++++ Records for this task ++++

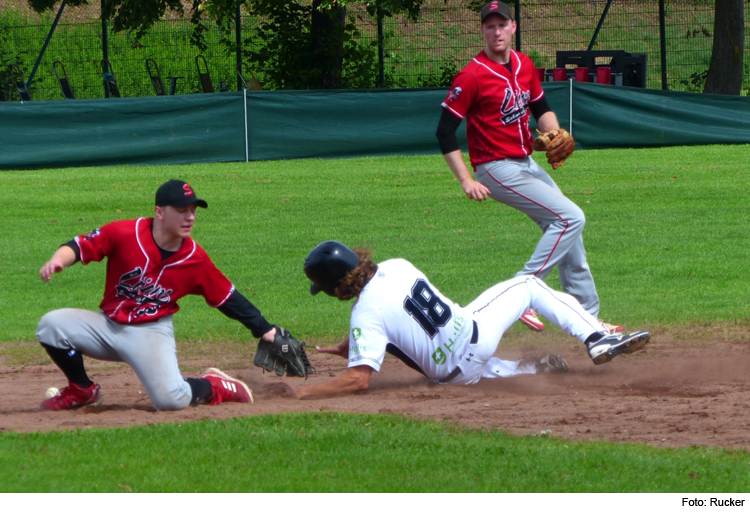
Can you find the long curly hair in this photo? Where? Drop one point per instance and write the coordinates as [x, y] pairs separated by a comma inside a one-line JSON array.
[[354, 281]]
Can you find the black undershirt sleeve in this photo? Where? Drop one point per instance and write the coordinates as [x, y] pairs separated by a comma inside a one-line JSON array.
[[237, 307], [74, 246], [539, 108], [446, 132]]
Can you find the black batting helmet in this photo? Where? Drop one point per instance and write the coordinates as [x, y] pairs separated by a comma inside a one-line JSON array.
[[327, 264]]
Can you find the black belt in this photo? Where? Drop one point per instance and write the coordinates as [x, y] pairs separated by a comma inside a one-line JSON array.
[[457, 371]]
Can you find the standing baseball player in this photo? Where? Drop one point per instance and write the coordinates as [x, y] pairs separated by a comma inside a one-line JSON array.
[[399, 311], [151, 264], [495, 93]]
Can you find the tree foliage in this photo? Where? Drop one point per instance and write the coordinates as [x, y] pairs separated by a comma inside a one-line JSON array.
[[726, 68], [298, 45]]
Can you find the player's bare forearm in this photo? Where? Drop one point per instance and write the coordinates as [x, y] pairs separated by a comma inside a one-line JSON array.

++++

• _Set problem_:
Recast the lines above as a JSON list of strings, one string per line with blank lines omitted, starting at the first line and ending with the line that contains "[[726, 68], [298, 45]]", both included. Leave the pictures out of your answer.

• _Result of this task_:
[
  "Can you find the long curly hair in this photo? Where? Drop one point per instance and write the coordinates as [x, y] pairs separated by a comma inside a one-line JSON array.",
  "[[354, 281]]",
  "Can you find the black undershirt sleeve in this photo? Where? Drop one point per instance and write the coordinates as [x, y] pairs separated by a comma inside a one-line JSON array.",
  "[[237, 307], [74, 246], [539, 108], [446, 132]]",
  "Can you find the black batting helmet in this photo? Where? Drop one point per instance and write the coordinates as [x, y] pairs separated by a comma inside a one-line JSON array.",
  "[[327, 264]]",
  "Can you find the black belt in this photo? Where? Drop one point per instance and write the coordinates as [x, y] pairs separated by a comma inside a one-line JSON array.",
  "[[457, 371]]",
  "Can you find the standing baseball player in this photo? Where? Drop one point per instance and write the coordinates as [x, y] pairs separated by a comma inside a one-line JSON array.",
  "[[399, 311], [151, 264], [495, 93]]",
  "Can you find the tree foliage in this photo? Where? Drop one point per instance and write the coordinates as [x, y] pairs separated by a comma inside a one-line JSON array.",
  "[[726, 68], [298, 45]]"
]